_SOURCE TEXT_:
2

The original Title for this Question was : R Regex for word boundary excluding space.It reflected the manner I was approaching the problem in. However, this is a better solution to my particular problem. It should work as long as a particular delimiter is used to separate items within a 'cell'

This must be very simple, but I've hit a brick wall on it. I have a dataframe column where each cell(row) is a comma separated list of items. I want to find the rows that have a specific item.

df<-data.frame( nms=  c("XXXCAP,XXX CAPITAL LIMITED" , "XXX,XXX POLYMERS LIMITED, 3455" , "YYY,XXX REP LIMITED,999,XXX" ), 
        b = c('A', 'X', "T"))  
                             nms b
1     XXXCAP,XXX CAPITAL LIMITED A
2 XXX,XXX POLYMERS LIMITED, 3455 X
3    YYY,XXX REP LIMITED,999,XXX T

I want to search for rows that have item XXX. Rows 2 and 3 should match. Row 1 has the string XXX as part of a larger string and obviously should not match.

However, because XXX in row 1 is separated by spaces in each side, I am having trouble filtering it out with \\b or [[:<:]]

grep("\\bXXX\\b",df$nms, value = F) #matches 1,2,3

The easiest way to do this of course is strsplit() but I'd like to avoid it.Any suggestions on performance are welcome.

R.S.
  • 2,093
  • 14
  • 29
  • When `\b` does not "work", the problem lies in the definition of the "whole word". Please add the details about why the first string does not contain an `XXX` "whole word" (it seems you want to only match a word in between commas or start/end of the string). – Wiktor Stribiżew Jul 22 '18 at 19:07

2 Answers2

2

When \b does not "work", the problem usually lies in the definition of the "whole word".

A word boundary can occur in one of three positions:

  • Before the first character in the string, if the first character is a word character.
  • After the last character in the string, if the last character is a word character.
  • Between two characters in the string, where one is a word character and the other is not a word character.

It seems you want to only match a word in between commas or start/end of the string).

You may use a PCRE regex (note the perl=TRUE argument) like

(?<![^,])XXX(?![^,])

See the regex demo (the expression is "converted" to use positive lookarounds due to the fact it is a demo with a single multiline string).

Details

  • (?<![^,]) (equal to (?<=^|,)) - either start of the string or a comma
  • XXX - an XXX word
  • (?![^,]) (equal to (?=$|,)) - either end of the string or a comma

R demo:

> grep("(?<![^,])XXX(?![^,])",df$nms, value = FALSE, perl=TRUE)
## => [1] 2 3

The equivalent TRE regex will look like

> grep("(?:^|,)XXX(?:$|,)",df$nms, value = FALSE)

Note that here, non-capturing groups are used to match either start of string or , (see (?:^|,)) and either end of string or , (see ((?:$|,))).

_MATERIAL PROVIDED_:
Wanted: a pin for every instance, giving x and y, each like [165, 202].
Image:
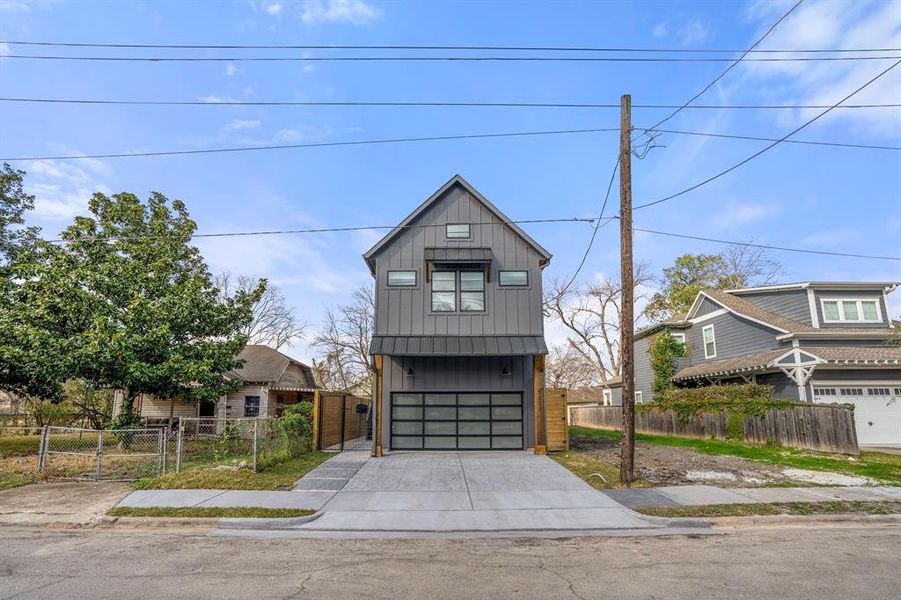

_REQUIRED TASKS_:
a) In the forum thread on R regex, why is the expression converted to use positive lookarounds in the regex demo? Answer in one to three sentences.
b) Reproduce the forum thread on R regex word for word, from "The equivalent TRE" to "or , (see ((?:$|,))).".

_THE RESPONSES_:
a) The demo uses a single multiline string, so the expression is converted to positive lookarounds. This means (?<![^,]) becomes (?<=^|,), and (?![^,]) becomes (?=$|,).

b)
The equivalent TRE regex will look like

> grep("(?:^|,)XXX(?:$|,)",df$nms, value = FALSE)

Note that here, non-capturing groups are used to match either start of string or , (see (?:^|,)) and either end of string or , (see ((?:$|,))).